• _AIM_
Copy out every line of the entries below without changing anything.
──────── EXTRACTED MATERIAL ────────
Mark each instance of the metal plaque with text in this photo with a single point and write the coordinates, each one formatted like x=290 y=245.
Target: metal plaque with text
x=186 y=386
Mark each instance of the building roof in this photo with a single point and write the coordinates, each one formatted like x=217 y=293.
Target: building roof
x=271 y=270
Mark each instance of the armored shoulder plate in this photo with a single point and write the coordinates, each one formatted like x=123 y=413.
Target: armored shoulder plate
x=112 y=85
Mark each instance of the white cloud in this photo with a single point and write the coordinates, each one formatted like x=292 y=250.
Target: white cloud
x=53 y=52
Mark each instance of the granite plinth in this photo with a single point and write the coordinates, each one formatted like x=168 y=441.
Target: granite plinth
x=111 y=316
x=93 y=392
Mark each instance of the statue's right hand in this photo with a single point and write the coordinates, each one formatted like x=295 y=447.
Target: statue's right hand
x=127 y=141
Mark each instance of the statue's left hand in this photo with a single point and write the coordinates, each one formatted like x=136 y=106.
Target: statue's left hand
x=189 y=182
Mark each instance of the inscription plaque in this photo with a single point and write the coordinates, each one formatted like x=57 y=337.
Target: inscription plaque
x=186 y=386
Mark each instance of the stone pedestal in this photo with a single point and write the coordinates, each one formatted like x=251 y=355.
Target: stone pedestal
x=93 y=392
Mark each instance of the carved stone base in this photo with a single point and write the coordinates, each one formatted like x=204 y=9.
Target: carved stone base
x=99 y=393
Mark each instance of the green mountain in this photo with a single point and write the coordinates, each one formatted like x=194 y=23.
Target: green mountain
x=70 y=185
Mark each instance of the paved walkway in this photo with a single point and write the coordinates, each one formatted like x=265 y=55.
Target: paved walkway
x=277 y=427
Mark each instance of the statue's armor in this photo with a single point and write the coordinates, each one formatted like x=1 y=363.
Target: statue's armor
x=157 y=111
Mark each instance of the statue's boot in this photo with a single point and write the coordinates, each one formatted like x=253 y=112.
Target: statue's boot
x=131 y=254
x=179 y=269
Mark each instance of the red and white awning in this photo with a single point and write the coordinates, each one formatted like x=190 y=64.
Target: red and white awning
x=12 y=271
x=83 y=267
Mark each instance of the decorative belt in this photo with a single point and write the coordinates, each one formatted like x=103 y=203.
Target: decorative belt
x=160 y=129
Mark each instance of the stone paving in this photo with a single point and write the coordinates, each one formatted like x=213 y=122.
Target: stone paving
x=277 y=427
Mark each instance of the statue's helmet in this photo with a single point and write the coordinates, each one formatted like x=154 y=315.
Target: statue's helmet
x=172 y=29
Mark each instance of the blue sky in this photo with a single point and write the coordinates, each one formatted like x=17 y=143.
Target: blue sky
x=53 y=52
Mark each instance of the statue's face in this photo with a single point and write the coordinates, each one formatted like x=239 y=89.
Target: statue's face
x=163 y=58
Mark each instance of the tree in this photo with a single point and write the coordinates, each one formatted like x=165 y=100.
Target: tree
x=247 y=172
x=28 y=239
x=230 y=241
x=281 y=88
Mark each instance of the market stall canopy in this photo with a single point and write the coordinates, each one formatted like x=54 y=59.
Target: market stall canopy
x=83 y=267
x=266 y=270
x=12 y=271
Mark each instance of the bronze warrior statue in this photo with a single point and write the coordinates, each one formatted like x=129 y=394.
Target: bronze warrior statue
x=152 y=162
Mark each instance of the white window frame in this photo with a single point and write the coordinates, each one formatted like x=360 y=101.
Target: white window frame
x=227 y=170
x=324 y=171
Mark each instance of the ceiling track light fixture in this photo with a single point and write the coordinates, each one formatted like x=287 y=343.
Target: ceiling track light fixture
────────
• _THE ANSWER_
Mark each instance of the metal plaque with text in this photo with a single point and write the coordinates, each one formatted like x=290 y=245.
Target: metal plaque with text
x=186 y=386
Mark each instance of the building roof in this photo with a single point and write the coordinates, each one formatted like x=217 y=293.
Target: building roof
x=271 y=270
Mark each instance of the armored shoulder plate in this photo with a single point and write the coordinates, each one formatted like x=123 y=413.
Target: armored shoulder plate
x=112 y=85
Mark each instance of the white cloud in this photo with a single point and write the coordinates, each one formatted like x=292 y=250.
Target: white cloud
x=53 y=52
Mark each instance of the granite plinth in this photo with a single point and write the coordinates, each one formatted like x=168 y=441.
Target: granite plinth
x=111 y=316
x=93 y=392
Mark each instance of the statue's right hand in this photo with a single point and write the coordinates, each one formatted like x=295 y=447.
Target: statue's right hand
x=127 y=141
Mark each instance of the statue's left hand in this photo with a single point and write the coordinates, each one formatted like x=136 y=106.
Target: statue's left hand
x=189 y=182
Mark each instance of the inscription plaque in this photo with a single point and write the coordinates, each one formatted like x=57 y=337.
Target: inscription plaque
x=186 y=386
Mark each instance of the stone pedestal in this photo with a single point and write the coordinates, each one formatted like x=251 y=355.
Target: stone pedestal
x=93 y=392
Mark each instance of the carved stone base in this photo with a single point and write the coordinates, each one formatted like x=204 y=9.
Target: carved stone base
x=99 y=393
Mark each instance of the green mountain in this photo with a single point and write the coordinates, each one formatted like x=194 y=23.
Target: green mountain
x=70 y=185
Mark each instance of the paved walkway in this photo with a single point and write the coordinates, each one formatted like x=265 y=55.
Target: paved walkway
x=277 y=427
Mark each instance of the statue's armor in this photo with a single point and write the coordinates, each one formatted like x=1 y=363.
Target: statue's armor
x=157 y=111
Mark each instance of the statue's boot in this photo with a single point and write the coordinates, each one formatted like x=253 y=112.
Target: statue's boot
x=131 y=254
x=179 y=269
Mark each instance of the red and white awning in this photo with a single point and write the coordinates, each one formatted like x=190 y=64.
Target: red and white awning
x=12 y=271
x=83 y=267
Mark each instance of the decorative belt in this photo with a single point and write the coordinates, each one formatted like x=103 y=203.
Target: decorative belt
x=160 y=129
Mark each instance of the stone paving in this photo with a single point and write the coordinates, each one formatted like x=213 y=122.
Target: stone paving
x=277 y=427
Mark each instance of the statue's helmet in this photo with a single point and write the coordinates, each one formatted like x=154 y=315.
Target: statue's helmet
x=172 y=29
Mark each instance of the blue sky in this photo with a single point and write the coordinates, each one formatted like x=17 y=143.
Target: blue sky
x=53 y=52
Mark each instance of the statue's face in this photo with a single point and write the coordinates, each one formatted like x=239 y=89.
Target: statue's face
x=163 y=58
Mark each instance of the tree in this photo with a single point and write the coordinates, each one formatted like x=165 y=100.
Target: tree
x=247 y=172
x=28 y=239
x=230 y=241
x=281 y=88
Mark each instance of the market stall canopy in this photo with a single point and write the coordinates, each one formatted like x=54 y=59.
Target: market stall canopy
x=83 y=267
x=266 y=270
x=12 y=271
Mark each instance of the bronze warrior statue in this photo with a single point and write the coordinates, each one formatted like x=129 y=394.
Target: bronze warrior statue
x=152 y=162
Mark each instance of the white window frame in this photo with a single point and write the coordinates, each one formatted like x=360 y=101.
Target: white window frame
x=227 y=170
x=324 y=171
Mark each instance of the ceiling track light fixture in this photo with a single point and write the coordinates, each one formatted like x=287 y=343.
Target: ceiling track light fixture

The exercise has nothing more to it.